WHAT IS REQUIRED: Tally the lines of the records that contain the string "after", counting only matches with the same capitalization, and reply with the number alone.

SUPPLIED INFORMATION:

=== Section Start ===

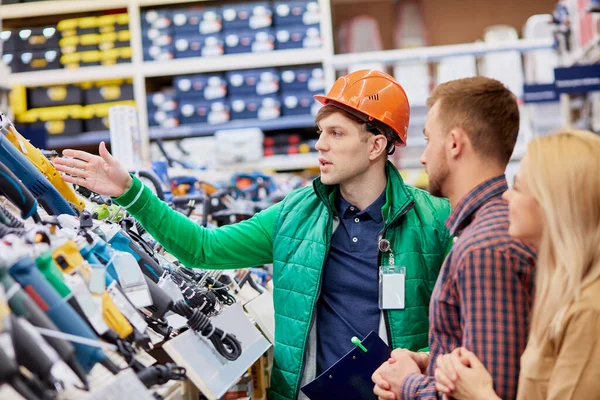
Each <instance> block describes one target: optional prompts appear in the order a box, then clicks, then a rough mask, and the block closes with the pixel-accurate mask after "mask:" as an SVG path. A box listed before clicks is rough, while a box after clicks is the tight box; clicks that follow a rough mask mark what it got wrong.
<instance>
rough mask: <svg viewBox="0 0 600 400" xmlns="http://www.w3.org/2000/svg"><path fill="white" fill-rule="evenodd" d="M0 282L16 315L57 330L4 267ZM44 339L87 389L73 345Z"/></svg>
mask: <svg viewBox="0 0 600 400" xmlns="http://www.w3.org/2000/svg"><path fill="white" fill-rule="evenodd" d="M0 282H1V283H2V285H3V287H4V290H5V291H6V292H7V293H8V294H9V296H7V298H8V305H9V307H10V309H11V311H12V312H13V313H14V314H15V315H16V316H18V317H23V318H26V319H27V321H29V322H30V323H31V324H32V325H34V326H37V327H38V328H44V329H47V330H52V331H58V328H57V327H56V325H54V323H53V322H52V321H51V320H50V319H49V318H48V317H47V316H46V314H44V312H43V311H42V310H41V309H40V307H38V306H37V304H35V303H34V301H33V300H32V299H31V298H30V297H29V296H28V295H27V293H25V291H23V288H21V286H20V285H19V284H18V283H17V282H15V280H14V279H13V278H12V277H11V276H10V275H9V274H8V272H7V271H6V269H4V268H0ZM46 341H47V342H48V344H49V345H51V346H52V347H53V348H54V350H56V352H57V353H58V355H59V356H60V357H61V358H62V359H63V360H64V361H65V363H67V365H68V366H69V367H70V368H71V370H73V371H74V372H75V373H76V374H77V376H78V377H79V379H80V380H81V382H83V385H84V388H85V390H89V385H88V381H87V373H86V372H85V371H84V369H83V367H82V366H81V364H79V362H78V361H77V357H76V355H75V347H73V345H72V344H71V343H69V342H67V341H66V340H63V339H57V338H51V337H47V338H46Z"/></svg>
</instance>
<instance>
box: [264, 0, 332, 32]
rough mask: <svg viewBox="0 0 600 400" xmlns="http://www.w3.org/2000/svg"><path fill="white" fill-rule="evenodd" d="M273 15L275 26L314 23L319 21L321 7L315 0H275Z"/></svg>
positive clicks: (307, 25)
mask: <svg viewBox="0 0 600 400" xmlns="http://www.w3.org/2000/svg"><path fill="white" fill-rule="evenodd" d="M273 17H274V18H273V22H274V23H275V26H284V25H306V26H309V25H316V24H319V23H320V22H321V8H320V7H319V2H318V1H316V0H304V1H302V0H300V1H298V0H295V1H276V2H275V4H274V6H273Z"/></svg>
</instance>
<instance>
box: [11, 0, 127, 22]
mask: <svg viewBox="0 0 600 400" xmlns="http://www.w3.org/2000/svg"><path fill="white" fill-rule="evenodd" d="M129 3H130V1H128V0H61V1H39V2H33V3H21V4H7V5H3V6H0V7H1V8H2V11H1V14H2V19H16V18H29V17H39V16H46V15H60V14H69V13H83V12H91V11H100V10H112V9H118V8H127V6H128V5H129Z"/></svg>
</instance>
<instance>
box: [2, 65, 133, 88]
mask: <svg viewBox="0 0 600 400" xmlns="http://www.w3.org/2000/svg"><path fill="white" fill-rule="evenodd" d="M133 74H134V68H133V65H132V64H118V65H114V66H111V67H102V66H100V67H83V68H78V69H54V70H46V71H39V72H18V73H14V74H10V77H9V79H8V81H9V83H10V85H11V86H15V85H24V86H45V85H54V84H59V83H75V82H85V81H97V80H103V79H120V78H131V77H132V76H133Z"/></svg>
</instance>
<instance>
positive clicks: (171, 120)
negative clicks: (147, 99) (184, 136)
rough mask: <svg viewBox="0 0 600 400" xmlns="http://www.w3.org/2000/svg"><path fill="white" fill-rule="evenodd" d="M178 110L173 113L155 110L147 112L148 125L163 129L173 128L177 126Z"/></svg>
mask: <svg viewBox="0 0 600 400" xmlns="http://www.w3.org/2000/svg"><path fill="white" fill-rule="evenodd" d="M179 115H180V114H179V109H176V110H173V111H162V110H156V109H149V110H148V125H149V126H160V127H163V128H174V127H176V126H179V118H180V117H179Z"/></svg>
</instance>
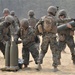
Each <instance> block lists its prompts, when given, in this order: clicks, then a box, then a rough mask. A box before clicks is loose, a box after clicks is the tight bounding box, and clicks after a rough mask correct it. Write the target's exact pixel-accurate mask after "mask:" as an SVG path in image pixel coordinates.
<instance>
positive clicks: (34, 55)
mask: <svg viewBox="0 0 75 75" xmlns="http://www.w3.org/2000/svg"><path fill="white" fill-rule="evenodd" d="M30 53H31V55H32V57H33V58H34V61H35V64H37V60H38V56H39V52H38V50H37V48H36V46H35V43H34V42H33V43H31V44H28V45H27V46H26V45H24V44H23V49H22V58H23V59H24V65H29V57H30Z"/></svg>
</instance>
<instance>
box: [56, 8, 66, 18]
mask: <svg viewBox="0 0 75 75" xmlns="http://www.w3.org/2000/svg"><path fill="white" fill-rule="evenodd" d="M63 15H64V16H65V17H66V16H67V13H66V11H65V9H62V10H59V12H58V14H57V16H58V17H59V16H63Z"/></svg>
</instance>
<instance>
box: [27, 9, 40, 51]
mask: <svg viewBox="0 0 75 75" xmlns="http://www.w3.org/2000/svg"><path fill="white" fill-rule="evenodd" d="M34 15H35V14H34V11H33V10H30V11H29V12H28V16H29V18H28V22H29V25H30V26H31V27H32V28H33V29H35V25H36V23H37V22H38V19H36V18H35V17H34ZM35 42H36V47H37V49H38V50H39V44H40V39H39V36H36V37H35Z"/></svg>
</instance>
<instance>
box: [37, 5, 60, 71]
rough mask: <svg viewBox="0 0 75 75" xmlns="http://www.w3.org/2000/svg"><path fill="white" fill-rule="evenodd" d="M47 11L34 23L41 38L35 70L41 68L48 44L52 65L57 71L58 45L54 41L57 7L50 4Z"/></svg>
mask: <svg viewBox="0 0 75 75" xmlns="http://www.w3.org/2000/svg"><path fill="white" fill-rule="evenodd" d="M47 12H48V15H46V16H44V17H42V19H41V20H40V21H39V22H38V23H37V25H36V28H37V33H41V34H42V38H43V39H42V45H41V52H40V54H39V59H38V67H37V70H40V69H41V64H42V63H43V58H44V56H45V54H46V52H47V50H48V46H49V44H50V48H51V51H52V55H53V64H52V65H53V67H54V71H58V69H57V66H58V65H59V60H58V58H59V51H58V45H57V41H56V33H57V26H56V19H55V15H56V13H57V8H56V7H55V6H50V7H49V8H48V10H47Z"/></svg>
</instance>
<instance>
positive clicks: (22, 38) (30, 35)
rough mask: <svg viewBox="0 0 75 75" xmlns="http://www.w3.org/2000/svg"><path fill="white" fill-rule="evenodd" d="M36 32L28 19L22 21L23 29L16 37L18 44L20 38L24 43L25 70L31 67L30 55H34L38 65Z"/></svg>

=== Section End ===

SOLUTION FOR THIS EXERCISE: 2